▶ **What the task requires**:
Every entry below should be copied exactly, minus the pictures.

Records from a data collection:
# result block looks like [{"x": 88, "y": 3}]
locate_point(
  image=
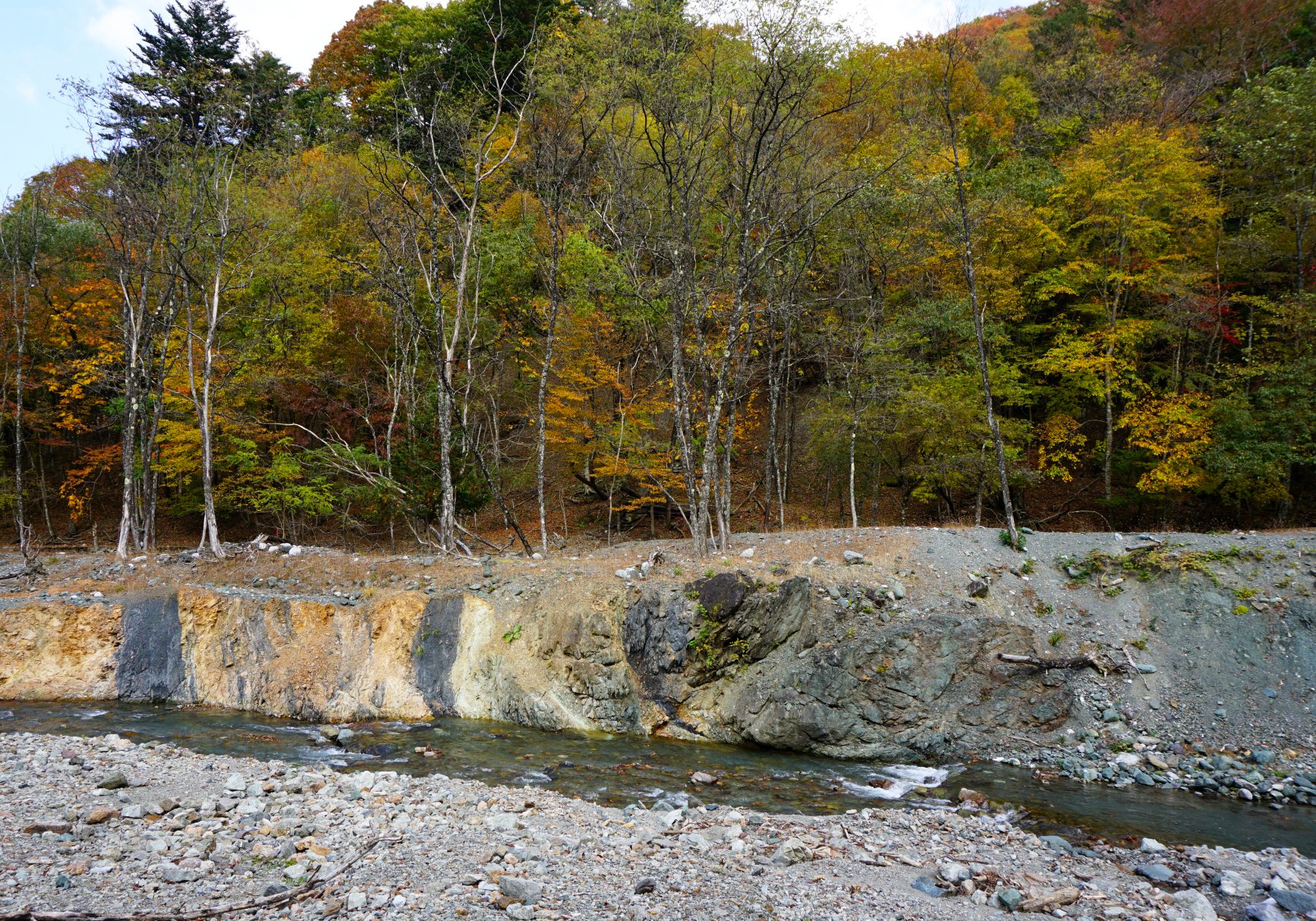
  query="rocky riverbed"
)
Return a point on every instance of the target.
[
  {"x": 1255, "y": 775},
  {"x": 105, "y": 824}
]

▶ **Task output**:
# result block looks like [{"x": 88, "y": 3}]
locate_point(
  image=
  query="rocky riverbed"
)
Return a point on every instance of the target.
[
  {"x": 1255, "y": 775},
  {"x": 105, "y": 824}
]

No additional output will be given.